■ Aim
From the listing below, pick out and copy every line that contains the string "person".

■ Data for the task
....
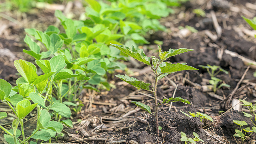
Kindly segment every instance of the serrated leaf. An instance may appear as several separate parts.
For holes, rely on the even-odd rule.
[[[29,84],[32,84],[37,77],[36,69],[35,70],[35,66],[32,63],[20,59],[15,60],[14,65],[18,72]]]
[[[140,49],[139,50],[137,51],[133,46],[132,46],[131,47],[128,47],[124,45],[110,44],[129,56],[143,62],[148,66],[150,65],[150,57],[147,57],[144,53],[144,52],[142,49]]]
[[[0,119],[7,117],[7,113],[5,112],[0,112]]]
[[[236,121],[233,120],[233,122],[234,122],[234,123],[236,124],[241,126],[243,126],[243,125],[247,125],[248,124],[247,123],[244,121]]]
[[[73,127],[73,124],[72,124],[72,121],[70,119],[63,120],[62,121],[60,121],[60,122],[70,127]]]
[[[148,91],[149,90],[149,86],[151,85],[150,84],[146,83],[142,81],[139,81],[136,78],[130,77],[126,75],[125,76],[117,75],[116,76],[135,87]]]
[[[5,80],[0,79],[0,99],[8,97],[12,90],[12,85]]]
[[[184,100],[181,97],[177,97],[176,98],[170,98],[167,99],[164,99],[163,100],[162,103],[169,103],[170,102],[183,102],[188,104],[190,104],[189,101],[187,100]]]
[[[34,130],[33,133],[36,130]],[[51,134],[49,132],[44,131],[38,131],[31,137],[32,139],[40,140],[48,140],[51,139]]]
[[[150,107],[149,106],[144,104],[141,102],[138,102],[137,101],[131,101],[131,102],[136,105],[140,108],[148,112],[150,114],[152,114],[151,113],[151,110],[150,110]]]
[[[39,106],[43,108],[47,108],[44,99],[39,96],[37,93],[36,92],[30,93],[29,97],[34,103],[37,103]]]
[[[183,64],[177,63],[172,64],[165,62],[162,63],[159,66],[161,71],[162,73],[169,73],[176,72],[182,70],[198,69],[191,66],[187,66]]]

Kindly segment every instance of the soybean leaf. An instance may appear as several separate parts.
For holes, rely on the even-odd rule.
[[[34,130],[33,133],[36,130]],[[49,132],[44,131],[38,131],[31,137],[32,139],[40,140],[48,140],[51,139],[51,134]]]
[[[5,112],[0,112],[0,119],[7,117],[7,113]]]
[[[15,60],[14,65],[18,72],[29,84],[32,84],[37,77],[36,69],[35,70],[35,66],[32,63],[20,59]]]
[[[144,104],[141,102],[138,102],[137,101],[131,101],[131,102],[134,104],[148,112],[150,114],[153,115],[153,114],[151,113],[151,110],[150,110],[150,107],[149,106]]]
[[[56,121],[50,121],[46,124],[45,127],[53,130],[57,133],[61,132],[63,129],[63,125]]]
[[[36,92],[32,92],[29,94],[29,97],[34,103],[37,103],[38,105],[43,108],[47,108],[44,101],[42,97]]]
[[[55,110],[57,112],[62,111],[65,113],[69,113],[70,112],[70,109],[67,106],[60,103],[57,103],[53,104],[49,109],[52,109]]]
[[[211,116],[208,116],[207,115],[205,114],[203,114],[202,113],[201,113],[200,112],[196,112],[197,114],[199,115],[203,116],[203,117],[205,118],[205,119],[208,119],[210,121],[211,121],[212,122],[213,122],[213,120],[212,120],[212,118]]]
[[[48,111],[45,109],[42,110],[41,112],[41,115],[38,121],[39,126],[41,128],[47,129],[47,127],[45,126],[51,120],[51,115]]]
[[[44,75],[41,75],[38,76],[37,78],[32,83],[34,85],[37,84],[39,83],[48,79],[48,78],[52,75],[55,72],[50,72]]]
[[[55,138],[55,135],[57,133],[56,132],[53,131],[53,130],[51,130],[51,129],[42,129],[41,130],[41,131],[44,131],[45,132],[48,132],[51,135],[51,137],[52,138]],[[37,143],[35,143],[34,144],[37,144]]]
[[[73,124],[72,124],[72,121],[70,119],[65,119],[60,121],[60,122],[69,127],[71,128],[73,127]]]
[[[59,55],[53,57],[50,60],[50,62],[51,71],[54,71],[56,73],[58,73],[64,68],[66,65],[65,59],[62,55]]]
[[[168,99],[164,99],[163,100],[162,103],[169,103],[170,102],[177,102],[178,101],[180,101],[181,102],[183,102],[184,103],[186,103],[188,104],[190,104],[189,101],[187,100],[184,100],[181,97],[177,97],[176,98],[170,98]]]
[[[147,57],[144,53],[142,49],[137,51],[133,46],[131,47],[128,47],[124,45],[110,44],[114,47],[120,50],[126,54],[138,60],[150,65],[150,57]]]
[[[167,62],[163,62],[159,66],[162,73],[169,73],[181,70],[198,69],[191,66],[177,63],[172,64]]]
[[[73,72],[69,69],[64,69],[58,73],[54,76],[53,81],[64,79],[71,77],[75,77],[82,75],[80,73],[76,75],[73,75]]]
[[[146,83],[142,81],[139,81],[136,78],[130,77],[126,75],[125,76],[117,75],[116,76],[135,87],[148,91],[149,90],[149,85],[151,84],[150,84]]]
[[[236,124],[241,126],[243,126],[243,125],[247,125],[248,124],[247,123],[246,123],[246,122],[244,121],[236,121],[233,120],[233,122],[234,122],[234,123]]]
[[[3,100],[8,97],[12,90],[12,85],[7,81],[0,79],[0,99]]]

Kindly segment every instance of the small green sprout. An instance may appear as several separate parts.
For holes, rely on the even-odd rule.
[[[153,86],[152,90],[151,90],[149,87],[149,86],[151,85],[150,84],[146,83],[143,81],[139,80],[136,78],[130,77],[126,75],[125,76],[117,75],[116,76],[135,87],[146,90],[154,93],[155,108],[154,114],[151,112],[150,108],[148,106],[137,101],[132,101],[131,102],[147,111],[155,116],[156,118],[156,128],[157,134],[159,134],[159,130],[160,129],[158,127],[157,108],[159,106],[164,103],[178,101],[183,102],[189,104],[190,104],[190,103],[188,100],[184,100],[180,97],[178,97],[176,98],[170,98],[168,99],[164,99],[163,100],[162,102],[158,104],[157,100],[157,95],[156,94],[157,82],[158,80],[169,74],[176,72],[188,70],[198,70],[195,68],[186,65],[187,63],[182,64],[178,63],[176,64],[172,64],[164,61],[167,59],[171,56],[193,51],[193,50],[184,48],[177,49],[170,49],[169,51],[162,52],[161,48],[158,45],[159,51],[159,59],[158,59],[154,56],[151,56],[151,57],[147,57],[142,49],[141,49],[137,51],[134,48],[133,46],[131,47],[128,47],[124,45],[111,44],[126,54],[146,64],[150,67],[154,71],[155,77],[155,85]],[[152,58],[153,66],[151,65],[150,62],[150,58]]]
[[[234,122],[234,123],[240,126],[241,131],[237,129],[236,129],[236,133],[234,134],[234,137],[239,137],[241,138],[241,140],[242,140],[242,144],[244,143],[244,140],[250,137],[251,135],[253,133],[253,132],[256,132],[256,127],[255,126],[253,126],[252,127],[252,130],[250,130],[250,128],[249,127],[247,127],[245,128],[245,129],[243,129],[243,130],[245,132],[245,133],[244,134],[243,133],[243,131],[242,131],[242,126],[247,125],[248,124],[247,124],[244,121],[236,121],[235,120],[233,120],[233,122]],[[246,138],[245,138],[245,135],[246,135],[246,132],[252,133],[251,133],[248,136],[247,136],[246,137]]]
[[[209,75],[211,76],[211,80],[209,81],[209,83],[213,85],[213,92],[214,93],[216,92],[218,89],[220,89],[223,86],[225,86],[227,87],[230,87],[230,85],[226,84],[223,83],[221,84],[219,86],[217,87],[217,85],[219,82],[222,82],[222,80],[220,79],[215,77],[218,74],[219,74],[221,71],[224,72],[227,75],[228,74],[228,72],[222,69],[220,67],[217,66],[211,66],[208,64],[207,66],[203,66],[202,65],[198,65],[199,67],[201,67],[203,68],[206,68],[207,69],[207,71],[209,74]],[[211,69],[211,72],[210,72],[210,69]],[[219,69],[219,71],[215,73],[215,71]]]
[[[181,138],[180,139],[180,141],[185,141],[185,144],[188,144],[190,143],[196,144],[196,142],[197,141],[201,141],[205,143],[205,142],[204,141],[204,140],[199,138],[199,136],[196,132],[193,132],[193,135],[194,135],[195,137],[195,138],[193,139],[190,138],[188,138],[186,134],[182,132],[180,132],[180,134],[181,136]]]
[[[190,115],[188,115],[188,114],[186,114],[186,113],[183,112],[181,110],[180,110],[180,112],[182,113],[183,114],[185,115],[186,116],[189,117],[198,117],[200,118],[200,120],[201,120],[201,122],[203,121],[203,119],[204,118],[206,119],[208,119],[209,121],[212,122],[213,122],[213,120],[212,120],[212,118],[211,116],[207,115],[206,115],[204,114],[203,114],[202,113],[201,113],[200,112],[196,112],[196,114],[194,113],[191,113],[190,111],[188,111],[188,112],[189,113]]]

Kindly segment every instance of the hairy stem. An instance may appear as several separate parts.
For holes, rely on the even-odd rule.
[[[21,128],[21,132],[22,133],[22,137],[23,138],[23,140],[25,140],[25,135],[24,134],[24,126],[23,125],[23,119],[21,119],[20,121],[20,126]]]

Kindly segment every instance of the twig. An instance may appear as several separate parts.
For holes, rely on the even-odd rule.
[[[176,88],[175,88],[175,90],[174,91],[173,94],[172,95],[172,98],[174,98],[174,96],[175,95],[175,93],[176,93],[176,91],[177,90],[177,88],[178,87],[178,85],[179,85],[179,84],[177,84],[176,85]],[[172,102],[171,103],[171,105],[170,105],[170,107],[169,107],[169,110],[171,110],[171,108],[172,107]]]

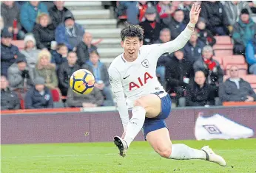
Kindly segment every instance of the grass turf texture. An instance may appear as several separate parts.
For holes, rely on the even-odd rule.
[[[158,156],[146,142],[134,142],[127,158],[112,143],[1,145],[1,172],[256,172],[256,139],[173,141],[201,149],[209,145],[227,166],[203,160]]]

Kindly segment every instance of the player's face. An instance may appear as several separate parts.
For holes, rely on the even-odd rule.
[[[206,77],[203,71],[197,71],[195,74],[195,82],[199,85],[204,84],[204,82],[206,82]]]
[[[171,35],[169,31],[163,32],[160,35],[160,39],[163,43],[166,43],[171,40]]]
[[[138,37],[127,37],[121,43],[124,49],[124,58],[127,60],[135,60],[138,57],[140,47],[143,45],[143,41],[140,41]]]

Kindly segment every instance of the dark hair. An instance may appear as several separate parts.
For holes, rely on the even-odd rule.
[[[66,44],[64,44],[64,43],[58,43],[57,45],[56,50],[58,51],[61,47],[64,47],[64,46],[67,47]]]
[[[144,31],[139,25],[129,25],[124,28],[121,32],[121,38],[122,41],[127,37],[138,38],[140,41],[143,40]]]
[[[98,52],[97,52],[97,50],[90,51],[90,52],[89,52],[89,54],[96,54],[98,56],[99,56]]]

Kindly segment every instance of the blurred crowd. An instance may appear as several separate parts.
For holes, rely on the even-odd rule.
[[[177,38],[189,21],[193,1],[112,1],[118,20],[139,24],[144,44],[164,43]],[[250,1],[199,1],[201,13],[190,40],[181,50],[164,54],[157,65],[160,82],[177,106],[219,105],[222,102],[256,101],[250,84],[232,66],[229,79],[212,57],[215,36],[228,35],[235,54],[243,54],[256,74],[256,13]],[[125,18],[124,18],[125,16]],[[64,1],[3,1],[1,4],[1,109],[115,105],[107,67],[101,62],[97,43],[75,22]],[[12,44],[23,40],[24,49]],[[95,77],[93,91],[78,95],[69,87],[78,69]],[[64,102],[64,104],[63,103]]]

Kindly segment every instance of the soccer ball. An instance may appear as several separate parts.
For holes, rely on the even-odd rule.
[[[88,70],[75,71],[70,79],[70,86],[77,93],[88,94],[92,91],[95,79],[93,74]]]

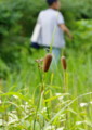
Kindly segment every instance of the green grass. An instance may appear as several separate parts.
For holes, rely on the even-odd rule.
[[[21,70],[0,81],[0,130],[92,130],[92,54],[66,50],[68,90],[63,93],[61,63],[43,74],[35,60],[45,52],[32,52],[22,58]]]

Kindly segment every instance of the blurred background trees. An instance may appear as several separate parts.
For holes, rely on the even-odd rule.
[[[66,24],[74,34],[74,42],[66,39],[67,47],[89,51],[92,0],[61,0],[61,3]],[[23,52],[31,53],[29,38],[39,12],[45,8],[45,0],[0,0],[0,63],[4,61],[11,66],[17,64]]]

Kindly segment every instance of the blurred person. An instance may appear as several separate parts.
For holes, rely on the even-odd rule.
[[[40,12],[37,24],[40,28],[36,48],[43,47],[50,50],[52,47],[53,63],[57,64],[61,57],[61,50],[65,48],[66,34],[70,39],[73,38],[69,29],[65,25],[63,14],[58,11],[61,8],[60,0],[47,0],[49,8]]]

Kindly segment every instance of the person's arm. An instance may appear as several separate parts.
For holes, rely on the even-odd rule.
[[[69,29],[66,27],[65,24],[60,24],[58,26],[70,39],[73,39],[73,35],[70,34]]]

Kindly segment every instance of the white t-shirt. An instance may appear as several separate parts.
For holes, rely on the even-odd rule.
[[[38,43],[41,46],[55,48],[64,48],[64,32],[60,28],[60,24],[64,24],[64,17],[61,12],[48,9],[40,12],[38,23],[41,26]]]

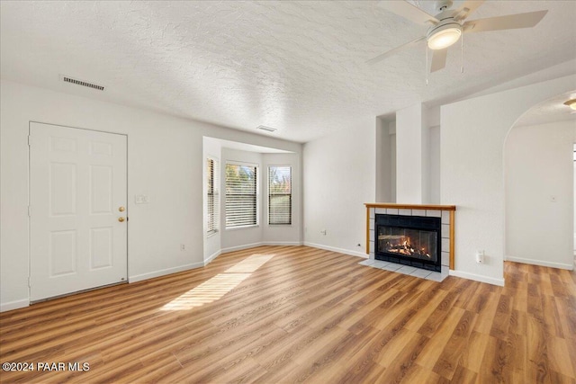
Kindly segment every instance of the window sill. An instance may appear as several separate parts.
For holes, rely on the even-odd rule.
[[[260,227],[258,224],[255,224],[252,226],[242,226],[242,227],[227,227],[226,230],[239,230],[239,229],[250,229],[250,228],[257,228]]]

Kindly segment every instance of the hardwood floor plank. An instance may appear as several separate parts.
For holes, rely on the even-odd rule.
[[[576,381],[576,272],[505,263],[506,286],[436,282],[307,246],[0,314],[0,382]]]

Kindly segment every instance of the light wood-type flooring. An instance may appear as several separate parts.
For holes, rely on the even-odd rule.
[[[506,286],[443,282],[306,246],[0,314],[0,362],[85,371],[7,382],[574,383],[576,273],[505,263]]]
....
■ Result
Kindly segment every instance of the blurred person. An instance may appear as several separate parts.
Kindly segment every instance of the person's arm. An instance may appear as several separate parts.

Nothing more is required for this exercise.